*** Provided records Section Begins ***
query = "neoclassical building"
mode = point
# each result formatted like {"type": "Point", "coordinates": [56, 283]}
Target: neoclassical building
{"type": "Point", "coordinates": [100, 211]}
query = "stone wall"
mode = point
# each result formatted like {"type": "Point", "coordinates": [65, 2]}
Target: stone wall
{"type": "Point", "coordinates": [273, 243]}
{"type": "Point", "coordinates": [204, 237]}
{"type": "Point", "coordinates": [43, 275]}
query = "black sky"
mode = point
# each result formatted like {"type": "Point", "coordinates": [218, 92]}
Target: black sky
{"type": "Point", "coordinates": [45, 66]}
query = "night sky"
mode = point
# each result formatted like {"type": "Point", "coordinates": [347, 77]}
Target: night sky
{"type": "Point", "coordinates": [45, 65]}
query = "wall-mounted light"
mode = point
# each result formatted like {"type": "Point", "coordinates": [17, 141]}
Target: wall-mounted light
*** Provided records Section Ends ***
*** Provided records Section Begins ***
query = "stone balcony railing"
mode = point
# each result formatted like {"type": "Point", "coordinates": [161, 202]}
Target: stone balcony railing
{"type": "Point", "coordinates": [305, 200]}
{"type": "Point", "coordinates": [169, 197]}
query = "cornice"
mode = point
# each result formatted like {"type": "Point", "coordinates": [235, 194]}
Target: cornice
*** Provided records Section Ends ***
*** Provided records Section Begins ***
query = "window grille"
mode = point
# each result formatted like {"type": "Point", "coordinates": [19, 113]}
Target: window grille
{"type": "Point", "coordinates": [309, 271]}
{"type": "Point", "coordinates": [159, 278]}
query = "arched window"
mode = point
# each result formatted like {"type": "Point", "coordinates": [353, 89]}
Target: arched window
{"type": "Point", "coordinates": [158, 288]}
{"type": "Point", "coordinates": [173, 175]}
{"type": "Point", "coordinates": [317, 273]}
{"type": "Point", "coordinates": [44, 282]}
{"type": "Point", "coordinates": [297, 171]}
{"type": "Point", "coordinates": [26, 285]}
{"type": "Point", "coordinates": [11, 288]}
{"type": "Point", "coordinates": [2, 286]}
*** Provided records Section Ends ***
Task to complete
Gather all lines of the records that include the word "mounted".

Task answer
query = "wall-mounted light"
Target: wall-mounted light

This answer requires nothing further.